AIM OF THE EXERCISE: Rewrite every line of the records below as one numbered list. Omit blank lines and leave the pictures out.

DATASET CONTENT:
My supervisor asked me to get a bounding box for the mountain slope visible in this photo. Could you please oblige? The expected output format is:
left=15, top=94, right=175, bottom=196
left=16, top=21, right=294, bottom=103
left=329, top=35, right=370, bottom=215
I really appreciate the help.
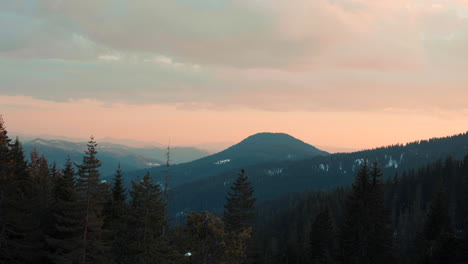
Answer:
left=169, top=133, right=468, bottom=217
left=23, top=138, right=208, bottom=175
left=118, top=133, right=328, bottom=187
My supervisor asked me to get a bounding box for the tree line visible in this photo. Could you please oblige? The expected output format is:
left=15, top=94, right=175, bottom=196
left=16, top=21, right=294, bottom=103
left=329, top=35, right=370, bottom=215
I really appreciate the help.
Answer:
left=0, top=118, right=255, bottom=264
left=256, top=158, right=468, bottom=264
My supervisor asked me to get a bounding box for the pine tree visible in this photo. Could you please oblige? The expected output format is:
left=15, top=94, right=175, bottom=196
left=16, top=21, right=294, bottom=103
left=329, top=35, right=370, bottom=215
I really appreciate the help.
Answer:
left=46, top=157, right=82, bottom=264
left=224, top=169, right=256, bottom=231
left=103, top=164, right=128, bottom=262
left=340, top=161, right=372, bottom=264
left=224, top=169, right=256, bottom=263
left=110, top=164, right=127, bottom=220
left=184, top=211, right=226, bottom=264
left=418, top=183, right=455, bottom=264
left=0, top=115, right=10, bottom=259
left=368, top=162, right=395, bottom=263
left=124, top=172, right=167, bottom=263
left=76, top=137, right=105, bottom=264
left=2, top=139, right=44, bottom=263
left=309, top=205, right=336, bottom=264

TASK ANSWER:
1. My supervisor asked me to get a bounding box for the mountain slope visible in this photo. Could you please oblige? The expected output format is:
2. left=15, top=94, right=175, bottom=196
3. left=16, top=21, right=294, bottom=103
4. left=329, top=35, right=370, bottom=215
5. I really appreciate the help.
6. Answer:
7. left=169, top=133, right=468, bottom=217
8. left=23, top=138, right=208, bottom=175
9. left=118, top=133, right=328, bottom=187
10. My supervisor asked me to get a bounding box for the tree line visible in this photo. Could you please oblige? The expected output format is:
11. left=15, top=94, right=175, bottom=196
12. left=16, top=21, right=294, bottom=103
13. left=329, top=35, right=370, bottom=215
14. I really appreciate the help.
15. Answer:
16. left=0, top=118, right=255, bottom=264
17. left=256, top=158, right=468, bottom=264
18. My supervisor asked me to get a bounding box for the pine tree visible in this photo. Could you please oblige? The expected output format is:
19. left=15, top=94, right=175, bottom=196
20. left=16, top=21, right=294, bottom=103
21. left=329, top=35, right=370, bottom=215
22. I really appreciate the help.
23. Answer:
24. left=46, top=157, right=82, bottom=264
25. left=224, top=169, right=256, bottom=231
26. left=103, top=164, right=128, bottom=262
27. left=340, top=161, right=372, bottom=264
28. left=224, top=169, right=256, bottom=263
29. left=110, top=164, right=127, bottom=220
30. left=184, top=211, right=226, bottom=264
31. left=418, top=183, right=455, bottom=264
32. left=0, top=115, right=10, bottom=259
33. left=368, top=162, right=395, bottom=263
34. left=124, top=172, right=167, bottom=263
35. left=76, top=137, right=105, bottom=264
36. left=2, top=139, right=44, bottom=263
37. left=309, top=205, right=336, bottom=264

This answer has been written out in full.